Find the line containing "on shelf in this photo.". Return it and every line after it, unchanged, up to and including the last line.

○ ○ ○ ○ ○

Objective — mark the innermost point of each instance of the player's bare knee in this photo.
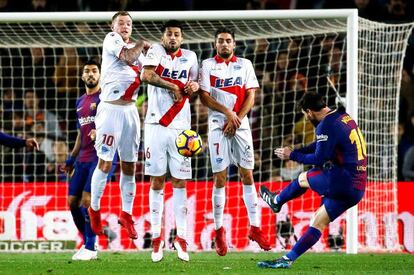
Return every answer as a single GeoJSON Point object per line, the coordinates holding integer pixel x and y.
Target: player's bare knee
{"type": "Point", "coordinates": [220, 179]}
{"type": "Point", "coordinates": [247, 176]}
{"type": "Point", "coordinates": [105, 166]}
{"type": "Point", "coordinates": [86, 200]}
{"type": "Point", "coordinates": [178, 183]}
{"type": "Point", "coordinates": [73, 202]}
{"type": "Point", "coordinates": [128, 168]}
{"type": "Point", "coordinates": [303, 180]}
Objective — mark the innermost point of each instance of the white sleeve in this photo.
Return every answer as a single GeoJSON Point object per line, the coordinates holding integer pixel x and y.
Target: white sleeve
{"type": "Point", "coordinates": [194, 69]}
{"type": "Point", "coordinates": [114, 43]}
{"type": "Point", "coordinates": [251, 79]}
{"type": "Point", "coordinates": [153, 56]}
{"type": "Point", "coordinates": [204, 76]}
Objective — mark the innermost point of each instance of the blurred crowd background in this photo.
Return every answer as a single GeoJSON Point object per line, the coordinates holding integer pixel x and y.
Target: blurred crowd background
{"type": "Point", "coordinates": [39, 86]}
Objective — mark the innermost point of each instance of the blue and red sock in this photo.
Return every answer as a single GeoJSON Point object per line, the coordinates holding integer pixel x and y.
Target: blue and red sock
{"type": "Point", "coordinates": [311, 236]}
{"type": "Point", "coordinates": [293, 190]}
{"type": "Point", "coordinates": [90, 237]}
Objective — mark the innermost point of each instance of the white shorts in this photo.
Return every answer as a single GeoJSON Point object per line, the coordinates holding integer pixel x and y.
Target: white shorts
{"type": "Point", "coordinates": [160, 151]}
{"type": "Point", "coordinates": [237, 150]}
{"type": "Point", "coordinates": [117, 128]}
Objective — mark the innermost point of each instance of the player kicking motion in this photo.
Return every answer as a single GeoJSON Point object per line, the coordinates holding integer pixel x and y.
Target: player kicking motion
{"type": "Point", "coordinates": [340, 159]}
{"type": "Point", "coordinates": [82, 161]}
{"type": "Point", "coordinates": [172, 73]}
{"type": "Point", "coordinates": [227, 88]}
{"type": "Point", "coordinates": [117, 120]}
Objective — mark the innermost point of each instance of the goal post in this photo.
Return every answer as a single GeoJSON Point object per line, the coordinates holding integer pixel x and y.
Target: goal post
{"type": "Point", "coordinates": [332, 52]}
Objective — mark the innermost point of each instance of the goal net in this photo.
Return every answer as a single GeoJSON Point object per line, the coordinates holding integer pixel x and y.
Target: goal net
{"type": "Point", "coordinates": [293, 52]}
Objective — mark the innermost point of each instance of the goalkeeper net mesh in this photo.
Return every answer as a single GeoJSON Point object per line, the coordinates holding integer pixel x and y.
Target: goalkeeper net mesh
{"type": "Point", "coordinates": [40, 69]}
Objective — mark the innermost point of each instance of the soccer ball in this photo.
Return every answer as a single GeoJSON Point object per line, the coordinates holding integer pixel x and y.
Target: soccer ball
{"type": "Point", "coordinates": [189, 143]}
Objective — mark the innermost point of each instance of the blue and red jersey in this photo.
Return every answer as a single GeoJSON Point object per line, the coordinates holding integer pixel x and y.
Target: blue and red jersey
{"type": "Point", "coordinates": [86, 107]}
{"type": "Point", "coordinates": [339, 142]}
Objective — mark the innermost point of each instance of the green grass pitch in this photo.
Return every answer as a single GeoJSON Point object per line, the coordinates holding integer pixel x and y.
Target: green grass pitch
{"type": "Point", "coordinates": [204, 263]}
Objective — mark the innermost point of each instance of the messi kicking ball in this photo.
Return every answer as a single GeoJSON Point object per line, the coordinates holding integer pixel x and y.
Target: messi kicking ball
{"type": "Point", "coordinates": [189, 143]}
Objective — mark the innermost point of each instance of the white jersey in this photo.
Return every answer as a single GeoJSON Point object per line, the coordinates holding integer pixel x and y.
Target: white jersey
{"type": "Point", "coordinates": [227, 84]}
{"type": "Point", "coordinates": [118, 79]}
{"type": "Point", "coordinates": [178, 69]}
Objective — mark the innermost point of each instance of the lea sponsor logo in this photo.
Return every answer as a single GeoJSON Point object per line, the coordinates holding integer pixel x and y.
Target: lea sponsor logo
{"type": "Point", "coordinates": [228, 82]}
{"type": "Point", "coordinates": [86, 120]}
{"type": "Point", "coordinates": [174, 74]}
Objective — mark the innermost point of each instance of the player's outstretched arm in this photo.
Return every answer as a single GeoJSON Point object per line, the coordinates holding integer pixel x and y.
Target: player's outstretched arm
{"type": "Point", "coordinates": [149, 76]}
{"type": "Point", "coordinates": [211, 103]}
{"type": "Point", "coordinates": [132, 54]}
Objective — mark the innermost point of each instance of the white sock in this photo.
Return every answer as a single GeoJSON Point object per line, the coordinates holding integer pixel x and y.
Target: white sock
{"type": "Point", "coordinates": [156, 201]}
{"type": "Point", "coordinates": [219, 200]}
{"type": "Point", "coordinates": [128, 188]}
{"type": "Point", "coordinates": [180, 211]}
{"type": "Point", "coordinates": [98, 183]}
{"type": "Point", "coordinates": [250, 201]}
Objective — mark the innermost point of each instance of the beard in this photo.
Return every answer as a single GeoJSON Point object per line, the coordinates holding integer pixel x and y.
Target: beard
{"type": "Point", "coordinates": [225, 55]}
{"type": "Point", "coordinates": [91, 85]}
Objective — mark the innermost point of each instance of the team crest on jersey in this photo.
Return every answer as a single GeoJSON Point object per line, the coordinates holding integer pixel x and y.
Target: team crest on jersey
{"type": "Point", "coordinates": [228, 82]}
{"type": "Point", "coordinates": [247, 152]}
{"type": "Point", "coordinates": [321, 137]}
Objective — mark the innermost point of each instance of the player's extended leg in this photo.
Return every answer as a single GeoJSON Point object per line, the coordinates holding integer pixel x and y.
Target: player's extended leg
{"type": "Point", "coordinates": [98, 184]}
{"type": "Point", "coordinates": [128, 189]}
{"type": "Point", "coordinates": [180, 212]}
{"type": "Point", "coordinates": [251, 201]}
{"type": "Point", "coordinates": [308, 239]}
{"type": "Point", "coordinates": [156, 202]}
{"type": "Point", "coordinates": [75, 210]}
{"type": "Point", "coordinates": [295, 189]}
{"type": "Point", "coordinates": [219, 200]}
{"type": "Point", "coordinates": [88, 251]}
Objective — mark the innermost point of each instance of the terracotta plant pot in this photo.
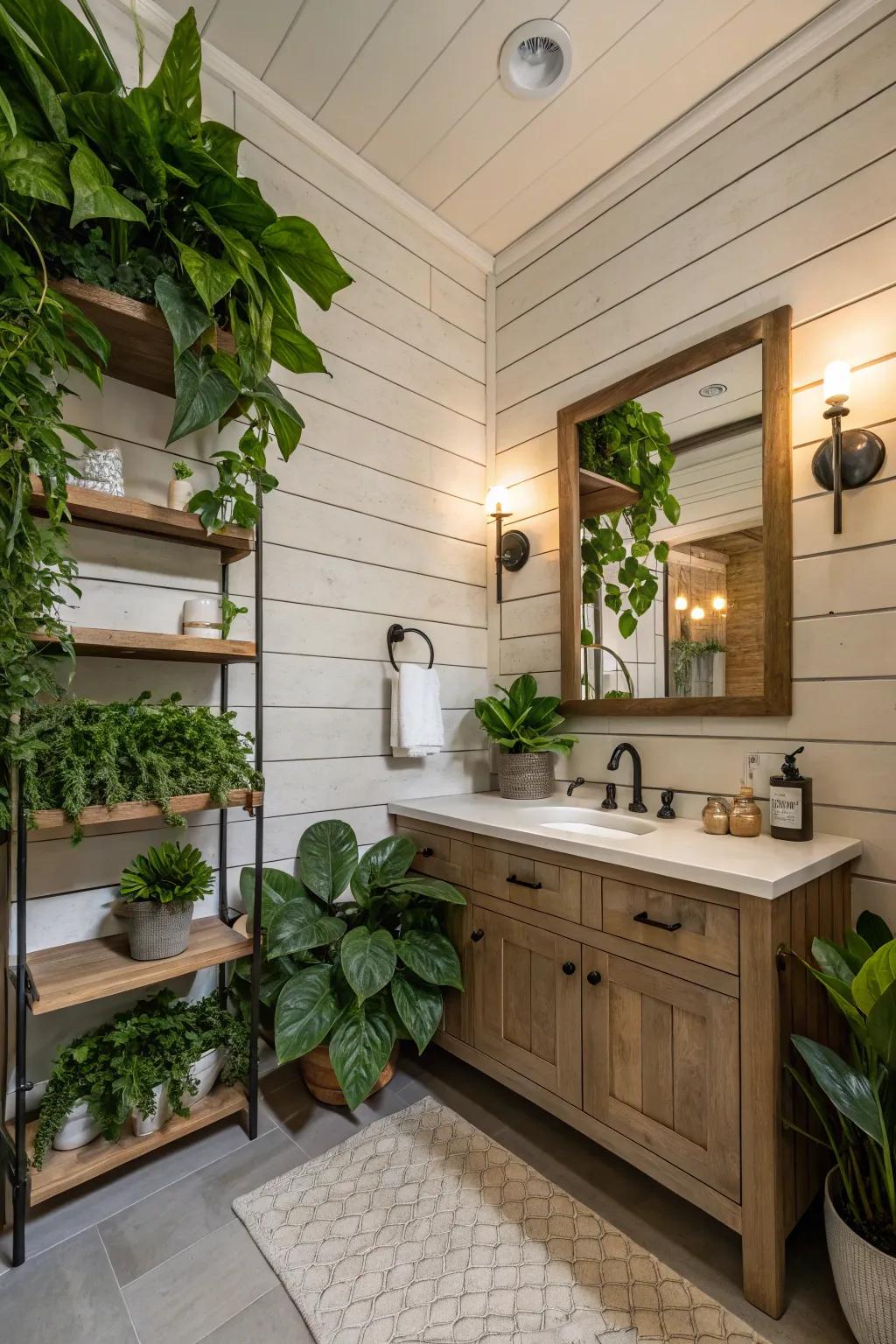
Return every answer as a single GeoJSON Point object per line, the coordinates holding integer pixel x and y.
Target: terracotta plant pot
{"type": "Point", "coordinates": [323, 1082]}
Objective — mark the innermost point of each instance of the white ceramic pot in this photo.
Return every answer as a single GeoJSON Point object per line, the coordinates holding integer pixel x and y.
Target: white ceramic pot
{"type": "Point", "coordinates": [78, 1128]}
{"type": "Point", "coordinates": [202, 617]}
{"type": "Point", "coordinates": [865, 1277]}
{"type": "Point", "coordinates": [180, 494]}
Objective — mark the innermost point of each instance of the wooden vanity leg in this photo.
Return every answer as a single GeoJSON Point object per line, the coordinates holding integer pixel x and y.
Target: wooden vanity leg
{"type": "Point", "coordinates": [763, 927]}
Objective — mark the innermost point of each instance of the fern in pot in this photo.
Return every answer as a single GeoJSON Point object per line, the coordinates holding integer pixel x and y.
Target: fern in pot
{"type": "Point", "coordinates": [522, 724]}
{"type": "Point", "coordinates": [161, 887]}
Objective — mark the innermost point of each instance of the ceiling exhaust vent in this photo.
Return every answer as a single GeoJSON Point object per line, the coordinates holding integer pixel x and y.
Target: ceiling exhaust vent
{"type": "Point", "coordinates": [535, 60]}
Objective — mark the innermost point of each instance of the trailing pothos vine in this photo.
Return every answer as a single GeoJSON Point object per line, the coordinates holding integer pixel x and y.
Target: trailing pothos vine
{"type": "Point", "coordinates": [629, 445]}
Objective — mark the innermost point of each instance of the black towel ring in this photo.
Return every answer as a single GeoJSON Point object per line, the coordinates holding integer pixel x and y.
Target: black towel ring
{"type": "Point", "coordinates": [396, 634]}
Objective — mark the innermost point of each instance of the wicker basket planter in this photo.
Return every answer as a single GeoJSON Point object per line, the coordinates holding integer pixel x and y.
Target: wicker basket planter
{"type": "Point", "coordinates": [323, 1082]}
{"type": "Point", "coordinates": [865, 1277]}
{"type": "Point", "coordinates": [526, 774]}
{"type": "Point", "coordinates": [158, 932]}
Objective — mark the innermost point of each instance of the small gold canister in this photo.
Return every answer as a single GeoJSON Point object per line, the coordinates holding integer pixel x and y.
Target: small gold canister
{"type": "Point", "coordinates": [717, 819]}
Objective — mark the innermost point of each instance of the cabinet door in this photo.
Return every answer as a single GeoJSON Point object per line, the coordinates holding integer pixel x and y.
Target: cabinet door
{"type": "Point", "coordinates": [528, 1002]}
{"type": "Point", "coordinates": [662, 1063]}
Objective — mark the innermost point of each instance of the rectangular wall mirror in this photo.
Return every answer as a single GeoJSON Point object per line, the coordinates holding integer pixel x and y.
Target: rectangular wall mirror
{"type": "Point", "coordinates": [676, 533]}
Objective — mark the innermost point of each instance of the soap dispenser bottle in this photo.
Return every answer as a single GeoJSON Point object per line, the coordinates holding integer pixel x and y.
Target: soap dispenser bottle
{"type": "Point", "coordinates": [790, 802]}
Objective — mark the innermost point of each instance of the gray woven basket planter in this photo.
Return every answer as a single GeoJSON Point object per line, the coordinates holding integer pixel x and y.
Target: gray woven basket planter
{"type": "Point", "coordinates": [865, 1277]}
{"type": "Point", "coordinates": [527, 774]}
{"type": "Point", "coordinates": [158, 932]}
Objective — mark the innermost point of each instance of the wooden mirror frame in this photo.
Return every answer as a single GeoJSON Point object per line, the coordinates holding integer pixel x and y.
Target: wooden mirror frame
{"type": "Point", "coordinates": [771, 331]}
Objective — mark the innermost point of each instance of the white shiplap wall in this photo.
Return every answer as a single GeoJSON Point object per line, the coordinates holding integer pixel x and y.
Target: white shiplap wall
{"type": "Point", "coordinates": [378, 519]}
{"type": "Point", "coordinates": [792, 203]}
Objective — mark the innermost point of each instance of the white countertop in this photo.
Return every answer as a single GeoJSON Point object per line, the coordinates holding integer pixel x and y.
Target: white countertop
{"type": "Point", "coordinates": [680, 848]}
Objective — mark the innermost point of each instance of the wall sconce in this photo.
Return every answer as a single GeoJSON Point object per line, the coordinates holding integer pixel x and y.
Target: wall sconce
{"type": "Point", "coordinates": [848, 458]}
{"type": "Point", "coordinates": [511, 549]}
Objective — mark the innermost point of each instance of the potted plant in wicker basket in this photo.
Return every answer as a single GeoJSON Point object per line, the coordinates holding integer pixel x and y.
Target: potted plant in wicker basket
{"type": "Point", "coordinates": [522, 724]}
{"type": "Point", "coordinates": [856, 1108]}
{"type": "Point", "coordinates": [161, 887]}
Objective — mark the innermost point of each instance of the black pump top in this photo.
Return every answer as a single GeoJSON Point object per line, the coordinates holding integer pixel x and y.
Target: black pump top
{"type": "Point", "coordinates": [790, 769]}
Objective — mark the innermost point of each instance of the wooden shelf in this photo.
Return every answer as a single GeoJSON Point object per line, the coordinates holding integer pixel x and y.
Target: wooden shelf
{"type": "Point", "coordinates": [80, 972]}
{"type": "Point", "coordinates": [92, 508]}
{"type": "Point", "coordinates": [602, 495]}
{"type": "Point", "coordinates": [54, 819]}
{"type": "Point", "coordinates": [65, 1171]}
{"type": "Point", "coordinates": [141, 347]}
{"type": "Point", "coordinates": [148, 644]}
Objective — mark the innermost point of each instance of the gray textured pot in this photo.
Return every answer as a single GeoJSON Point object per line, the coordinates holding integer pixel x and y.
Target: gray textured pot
{"type": "Point", "coordinates": [526, 774]}
{"type": "Point", "coordinates": [865, 1277]}
{"type": "Point", "coordinates": [158, 932]}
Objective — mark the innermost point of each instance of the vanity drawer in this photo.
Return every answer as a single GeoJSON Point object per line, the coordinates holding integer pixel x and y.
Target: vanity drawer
{"type": "Point", "coordinates": [528, 882]}
{"type": "Point", "coordinates": [707, 932]}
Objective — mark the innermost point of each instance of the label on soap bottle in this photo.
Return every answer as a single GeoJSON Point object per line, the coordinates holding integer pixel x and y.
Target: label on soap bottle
{"type": "Point", "coordinates": [786, 808]}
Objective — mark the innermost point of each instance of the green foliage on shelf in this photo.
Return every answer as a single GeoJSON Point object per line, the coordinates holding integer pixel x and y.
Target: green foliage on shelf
{"type": "Point", "coordinates": [167, 872]}
{"type": "Point", "coordinates": [116, 1068]}
{"type": "Point", "coordinates": [522, 721]}
{"type": "Point", "coordinates": [632, 446]}
{"type": "Point", "coordinates": [355, 975]}
{"type": "Point", "coordinates": [80, 754]}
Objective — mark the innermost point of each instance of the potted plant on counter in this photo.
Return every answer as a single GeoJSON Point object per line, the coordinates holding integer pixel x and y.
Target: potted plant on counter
{"type": "Point", "coordinates": [856, 1105]}
{"type": "Point", "coordinates": [522, 726]}
{"type": "Point", "coordinates": [348, 977]}
{"type": "Point", "coordinates": [161, 887]}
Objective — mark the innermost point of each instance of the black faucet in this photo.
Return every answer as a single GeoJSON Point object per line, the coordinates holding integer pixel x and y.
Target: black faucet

○ ○ ○ ○ ○

Exercise result =
Objective — mark the innermost point of each instance of the green foliage on shelf in this photo.
Return every answer as a single GeoJSON Point object per line, the coordinates holding integer pixel x and y.
Target: green foliage on shelf
{"type": "Point", "coordinates": [167, 872]}
{"type": "Point", "coordinates": [116, 1068]}
{"type": "Point", "coordinates": [522, 721]}
{"type": "Point", "coordinates": [632, 446]}
{"type": "Point", "coordinates": [355, 975]}
{"type": "Point", "coordinates": [80, 754]}
Objective — mark the innermost point of each instance of the potted plant on counter in this photo.
Return every answer as a single GeoJSON Point object per line, the coordinates holding integer pixel x and y.
Target: potted plant on counter
{"type": "Point", "coordinates": [856, 1105]}
{"type": "Point", "coordinates": [522, 726]}
{"type": "Point", "coordinates": [348, 977]}
{"type": "Point", "coordinates": [161, 887]}
Objective — mark the innermost point of each instance of the black faucet in this photo.
Return every answer as a single GeoJSON Point object per line, the coordinates holding integer pixel x and y.
Target: black faucet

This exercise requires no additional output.